* Begin INPUT *

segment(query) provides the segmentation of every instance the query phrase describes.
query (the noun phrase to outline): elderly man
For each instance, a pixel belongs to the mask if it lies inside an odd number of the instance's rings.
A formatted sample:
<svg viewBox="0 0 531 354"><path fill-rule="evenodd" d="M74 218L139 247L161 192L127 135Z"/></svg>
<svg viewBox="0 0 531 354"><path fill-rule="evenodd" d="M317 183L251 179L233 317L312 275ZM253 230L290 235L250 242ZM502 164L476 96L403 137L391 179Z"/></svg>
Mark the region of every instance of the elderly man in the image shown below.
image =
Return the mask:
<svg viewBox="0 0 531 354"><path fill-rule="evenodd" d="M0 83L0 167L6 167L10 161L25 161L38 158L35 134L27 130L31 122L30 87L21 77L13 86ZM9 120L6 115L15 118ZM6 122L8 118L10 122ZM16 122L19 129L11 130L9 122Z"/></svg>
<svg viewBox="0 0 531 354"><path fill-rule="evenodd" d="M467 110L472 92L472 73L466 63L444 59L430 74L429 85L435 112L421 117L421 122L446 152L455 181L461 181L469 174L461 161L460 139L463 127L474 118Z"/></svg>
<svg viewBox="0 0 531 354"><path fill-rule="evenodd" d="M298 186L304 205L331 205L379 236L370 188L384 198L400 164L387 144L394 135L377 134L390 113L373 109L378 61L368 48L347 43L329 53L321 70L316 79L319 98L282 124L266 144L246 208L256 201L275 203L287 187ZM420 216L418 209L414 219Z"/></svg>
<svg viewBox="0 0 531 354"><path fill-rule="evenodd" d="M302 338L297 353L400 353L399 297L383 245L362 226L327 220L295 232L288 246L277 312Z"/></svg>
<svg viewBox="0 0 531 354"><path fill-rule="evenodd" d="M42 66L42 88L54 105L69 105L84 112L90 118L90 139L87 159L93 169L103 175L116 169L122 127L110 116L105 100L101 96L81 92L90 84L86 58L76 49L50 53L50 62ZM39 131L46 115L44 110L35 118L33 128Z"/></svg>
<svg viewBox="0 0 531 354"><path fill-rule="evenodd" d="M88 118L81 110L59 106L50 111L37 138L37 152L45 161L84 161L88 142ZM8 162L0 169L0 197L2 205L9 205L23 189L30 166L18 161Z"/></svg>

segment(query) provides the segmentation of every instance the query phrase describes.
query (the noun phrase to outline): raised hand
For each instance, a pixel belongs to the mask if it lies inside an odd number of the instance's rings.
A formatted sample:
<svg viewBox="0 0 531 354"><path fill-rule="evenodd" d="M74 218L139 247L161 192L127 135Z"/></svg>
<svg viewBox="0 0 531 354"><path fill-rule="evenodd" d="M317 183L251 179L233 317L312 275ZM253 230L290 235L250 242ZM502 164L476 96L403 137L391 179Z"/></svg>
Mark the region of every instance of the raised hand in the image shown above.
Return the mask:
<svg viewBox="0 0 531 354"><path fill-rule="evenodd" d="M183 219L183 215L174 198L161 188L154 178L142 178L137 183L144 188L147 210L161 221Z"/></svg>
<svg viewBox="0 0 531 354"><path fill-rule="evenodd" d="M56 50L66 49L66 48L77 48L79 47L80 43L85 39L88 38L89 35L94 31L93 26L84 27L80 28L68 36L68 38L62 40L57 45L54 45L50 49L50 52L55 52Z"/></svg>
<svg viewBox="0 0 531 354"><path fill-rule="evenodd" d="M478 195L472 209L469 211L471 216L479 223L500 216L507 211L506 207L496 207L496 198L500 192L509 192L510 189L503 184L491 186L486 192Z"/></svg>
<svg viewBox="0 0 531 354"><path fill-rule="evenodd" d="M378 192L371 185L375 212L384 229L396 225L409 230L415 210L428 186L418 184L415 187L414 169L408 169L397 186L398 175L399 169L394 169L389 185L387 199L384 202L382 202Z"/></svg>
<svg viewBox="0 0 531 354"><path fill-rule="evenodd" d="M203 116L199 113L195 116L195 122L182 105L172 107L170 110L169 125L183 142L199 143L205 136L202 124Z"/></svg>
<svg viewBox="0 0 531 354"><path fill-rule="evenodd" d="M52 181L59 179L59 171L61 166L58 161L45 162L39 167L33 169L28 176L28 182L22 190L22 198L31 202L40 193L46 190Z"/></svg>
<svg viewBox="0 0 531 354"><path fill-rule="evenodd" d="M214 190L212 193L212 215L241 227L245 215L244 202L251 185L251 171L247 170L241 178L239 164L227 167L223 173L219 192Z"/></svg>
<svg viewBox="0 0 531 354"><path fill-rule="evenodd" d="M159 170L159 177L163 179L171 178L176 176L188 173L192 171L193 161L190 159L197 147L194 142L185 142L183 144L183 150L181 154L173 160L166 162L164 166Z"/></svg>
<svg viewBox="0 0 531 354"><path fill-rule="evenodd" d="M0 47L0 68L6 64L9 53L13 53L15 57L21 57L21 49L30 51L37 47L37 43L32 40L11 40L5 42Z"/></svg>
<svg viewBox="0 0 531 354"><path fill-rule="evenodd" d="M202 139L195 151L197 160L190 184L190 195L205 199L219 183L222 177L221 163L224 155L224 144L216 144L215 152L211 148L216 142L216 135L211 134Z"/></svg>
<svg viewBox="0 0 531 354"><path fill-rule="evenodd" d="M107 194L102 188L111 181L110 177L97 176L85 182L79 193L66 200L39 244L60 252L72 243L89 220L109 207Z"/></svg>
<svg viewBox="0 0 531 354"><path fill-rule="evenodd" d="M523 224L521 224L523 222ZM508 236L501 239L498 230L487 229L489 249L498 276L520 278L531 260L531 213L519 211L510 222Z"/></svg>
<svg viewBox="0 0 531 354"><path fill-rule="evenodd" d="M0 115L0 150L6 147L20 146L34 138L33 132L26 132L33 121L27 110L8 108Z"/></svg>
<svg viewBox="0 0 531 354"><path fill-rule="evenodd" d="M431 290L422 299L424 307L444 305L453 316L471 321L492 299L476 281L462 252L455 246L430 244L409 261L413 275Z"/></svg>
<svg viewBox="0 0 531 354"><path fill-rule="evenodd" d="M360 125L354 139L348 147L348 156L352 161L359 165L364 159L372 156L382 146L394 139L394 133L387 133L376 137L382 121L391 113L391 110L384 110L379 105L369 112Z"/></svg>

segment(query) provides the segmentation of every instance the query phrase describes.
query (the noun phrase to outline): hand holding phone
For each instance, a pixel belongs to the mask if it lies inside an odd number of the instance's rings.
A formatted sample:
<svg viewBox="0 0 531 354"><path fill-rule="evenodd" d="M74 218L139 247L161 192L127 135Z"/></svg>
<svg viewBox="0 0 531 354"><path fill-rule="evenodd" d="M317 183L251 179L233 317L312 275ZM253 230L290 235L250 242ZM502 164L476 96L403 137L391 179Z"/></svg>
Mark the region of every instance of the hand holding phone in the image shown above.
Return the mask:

* End INPUT *

Count the lines in the data above that contain the string "elderly", with uppercase and lowercase treated as different. Reply with the number alone.

**THE RESULT**: 2